Studio album by Braintax
- Released: 1 December 2001
- Genre: British hip hop
- Label: Low Life Records (LOW15)
- Producer: Braintax, Ben Grymm, Harry Love, Farma G, C-Swing, Jehst, Benny Live-O

Braintax chronology
|  | Biro Funk (2001) | Panorama (2006) |

= Biro Funk =

Biro Funk is the debut studio album by Braintax, released on Low Life Records in 2001. By the time of the album's release, Braintax was a solo artist - Joseph Christie. Prior to the release of Biro Funk, Braintax had released a number of EPs and 12" singles, originally as a two-piece band. The album was recorded at Christie's own Low Life Records studio in Shepherd's Bush. It features guest appearances from other stars of UK hip hop and scratches performed by DJ Harry Love of the Scratch Perverts.

- **Tasks and exercises**
A) Write out the stretch of the Biro Funk article from "Biro Funk is" through "the Scratch Perverts.", swapping "Shepherd's Bush" for "Camden".
B) Answer these questions using the Biro Funk article.
(i) On what date was the album released?
(ii) Where was the album recorded?
(iii) Who performed the scratches on the album?
The data further down has nothing to do with the Biro Funk article.

- **Information provided**
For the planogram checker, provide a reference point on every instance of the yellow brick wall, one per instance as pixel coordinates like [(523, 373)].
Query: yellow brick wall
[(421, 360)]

- **Task-by-task answers**
A)
Biro Funk is the debut studio album by Braintax, released on Low Life Records in 2001. By the time of the album's release, Braintax was a solo artist - Joseph Christie. Prior to the release of Biro Funk, Braintax had released a number of EPs and 12" singles, originally as a two-piece band. The album was recorded at Christie's own Low Life Records studio in Camden. It features guest appearances from other stars of UK hip hop and scratches performed by DJ Harry Love of the Scratch Perverts.

B)
(i) 1 December 2001
(ii) At Christie's own Low Life Records studio in Shepherd's Bush
(iii) DJ Harry Love of the Scratch Perverts